Your task: Rescale the rows that begin with the one containing "the car wheel" and run through the end of the rows below, writing each one out again with its request included. Multiply every point coordinate in the answers by 1.4 and round it to a whole number, rounding halves up.

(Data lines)
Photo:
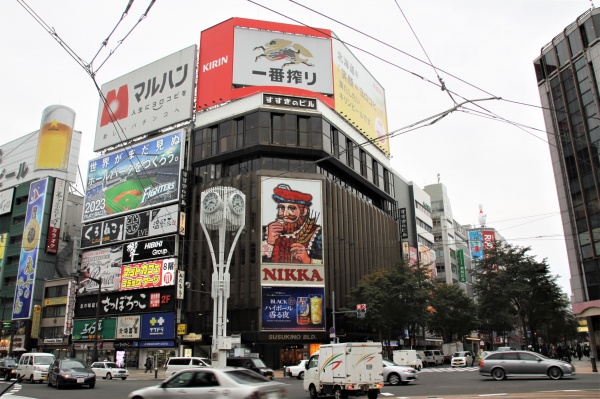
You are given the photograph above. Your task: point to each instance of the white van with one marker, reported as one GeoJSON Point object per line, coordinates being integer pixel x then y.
{"type": "Point", "coordinates": [34, 366]}
{"type": "Point", "coordinates": [174, 364]}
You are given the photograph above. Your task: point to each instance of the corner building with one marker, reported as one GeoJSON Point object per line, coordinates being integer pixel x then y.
{"type": "Point", "coordinates": [567, 74]}
{"type": "Point", "coordinates": [296, 135]}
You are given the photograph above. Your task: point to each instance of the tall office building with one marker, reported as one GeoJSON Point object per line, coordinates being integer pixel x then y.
{"type": "Point", "coordinates": [567, 71]}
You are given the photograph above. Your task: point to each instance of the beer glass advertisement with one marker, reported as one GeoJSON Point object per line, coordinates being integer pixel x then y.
{"type": "Point", "coordinates": [29, 250]}
{"type": "Point", "coordinates": [293, 308]}
{"type": "Point", "coordinates": [292, 221]}
{"type": "Point", "coordinates": [137, 177]}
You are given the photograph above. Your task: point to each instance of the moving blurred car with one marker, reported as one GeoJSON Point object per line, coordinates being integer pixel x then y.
{"type": "Point", "coordinates": [65, 372]}
{"type": "Point", "coordinates": [394, 374]}
{"type": "Point", "coordinates": [500, 365]}
{"type": "Point", "coordinates": [8, 368]}
{"type": "Point", "coordinates": [108, 370]}
{"type": "Point", "coordinates": [462, 359]}
{"type": "Point", "coordinates": [212, 383]}
{"type": "Point", "coordinates": [297, 370]}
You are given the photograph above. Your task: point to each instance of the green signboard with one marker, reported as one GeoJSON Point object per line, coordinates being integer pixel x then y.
{"type": "Point", "coordinates": [462, 271]}
{"type": "Point", "coordinates": [85, 329]}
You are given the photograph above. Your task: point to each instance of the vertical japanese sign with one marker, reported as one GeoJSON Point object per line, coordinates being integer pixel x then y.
{"type": "Point", "coordinates": [58, 200]}
{"type": "Point", "coordinates": [462, 270]}
{"type": "Point", "coordinates": [34, 218]}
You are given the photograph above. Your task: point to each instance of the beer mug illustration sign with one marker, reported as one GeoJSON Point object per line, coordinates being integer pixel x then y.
{"type": "Point", "coordinates": [54, 143]}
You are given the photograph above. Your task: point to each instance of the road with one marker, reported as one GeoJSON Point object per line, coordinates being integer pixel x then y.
{"type": "Point", "coordinates": [434, 382]}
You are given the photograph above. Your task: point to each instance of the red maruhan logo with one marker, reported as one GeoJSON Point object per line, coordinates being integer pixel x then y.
{"type": "Point", "coordinates": [118, 102]}
{"type": "Point", "coordinates": [285, 50]}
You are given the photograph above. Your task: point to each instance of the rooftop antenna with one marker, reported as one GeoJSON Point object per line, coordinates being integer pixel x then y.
{"type": "Point", "coordinates": [482, 217]}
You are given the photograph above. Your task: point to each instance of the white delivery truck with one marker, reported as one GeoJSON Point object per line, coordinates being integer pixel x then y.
{"type": "Point", "coordinates": [407, 358]}
{"type": "Point", "coordinates": [342, 370]}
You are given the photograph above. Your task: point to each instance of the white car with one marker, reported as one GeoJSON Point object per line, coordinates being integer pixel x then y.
{"type": "Point", "coordinates": [394, 374]}
{"type": "Point", "coordinates": [210, 383]}
{"type": "Point", "coordinates": [109, 370]}
{"type": "Point", "coordinates": [297, 370]}
{"type": "Point", "coordinates": [462, 359]}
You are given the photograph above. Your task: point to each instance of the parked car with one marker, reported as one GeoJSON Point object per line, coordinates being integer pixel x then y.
{"type": "Point", "coordinates": [500, 365]}
{"type": "Point", "coordinates": [462, 359]}
{"type": "Point", "coordinates": [297, 370]}
{"type": "Point", "coordinates": [394, 374]}
{"type": "Point", "coordinates": [108, 370]}
{"type": "Point", "coordinates": [66, 372]}
{"type": "Point", "coordinates": [213, 383]}
{"type": "Point", "coordinates": [174, 364]}
{"type": "Point", "coordinates": [8, 368]}
{"type": "Point", "coordinates": [251, 363]}
{"type": "Point", "coordinates": [434, 357]}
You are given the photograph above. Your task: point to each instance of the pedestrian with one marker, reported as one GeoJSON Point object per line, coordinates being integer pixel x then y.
{"type": "Point", "coordinates": [148, 365]}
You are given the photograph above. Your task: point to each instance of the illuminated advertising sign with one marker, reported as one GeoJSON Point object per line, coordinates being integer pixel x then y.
{"type": "Point", "coordinates": [155, 222]}
{"type": "Point", "coordinates": [155, 248]}
{"type": "Point", "coordinates": [147, 99]}
{"type": "Point", "coordinates": [292, 212]}
{"type": "Point", "coordinates": [293, 308]}
{"type": "Point", "coordinates": [489, 240]}
{"type": "Point", "coordinates": [476, 244]}
{"type": "Point", "coordinates": [58, 200]}
{"type": "Point", "coordinates": [86, 329]}
{"type": "Point", "coordinates": [141, 176]}
{"type": "Point", "coordinates": [102, 264]}
{"type": "Point", "coordinates": [150, 274]}
{"type": "Point", "coordinates": [262, 68]}
{"type": "Point", "coordinates": [267, 58]}
{"type": "Point", "coordinates": [18, 159]}
{"type": "Point", "coordinates": [158, 326]}
{"type": "Point", "coordinates": [30, 250]}
{"type": "Point", "coordinates": [130, 302]}
{"type": "Point", "coordinates": [6, 198]}
{"type": "Point", "coordinates": [359, 98]}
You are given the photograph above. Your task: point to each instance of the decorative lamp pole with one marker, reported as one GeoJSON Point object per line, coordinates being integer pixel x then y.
{"type": "Point", "coordinates": [222, 209]}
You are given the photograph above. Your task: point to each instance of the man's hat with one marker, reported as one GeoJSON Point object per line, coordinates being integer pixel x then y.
{"type": "Point", "coordinates": [283, 193]}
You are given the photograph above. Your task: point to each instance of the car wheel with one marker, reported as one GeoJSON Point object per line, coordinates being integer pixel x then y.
{"type": "Point", "coordinates": [498, 374]}
{"type": "Point", "coordinates": [555, 373]}
{"type": "Point", "coordinates": [312, 390]}
{"type": "Point", "coordinates": [394, 379]}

Solution to the problem:
You are given the photograph above. Your task: point to each instance of the car wheel with one marker, reported as one GeoJSON Point object per line, coordinates being integer pixel x then y.
{"type": "Point", "coordinates": [697, 524]}
{"type": "Point", "coordinates": [777, 522]}
{"type": "Point", "coordinates": [437, 546]}
{"type": "Point", "coordinates": [552, 531]}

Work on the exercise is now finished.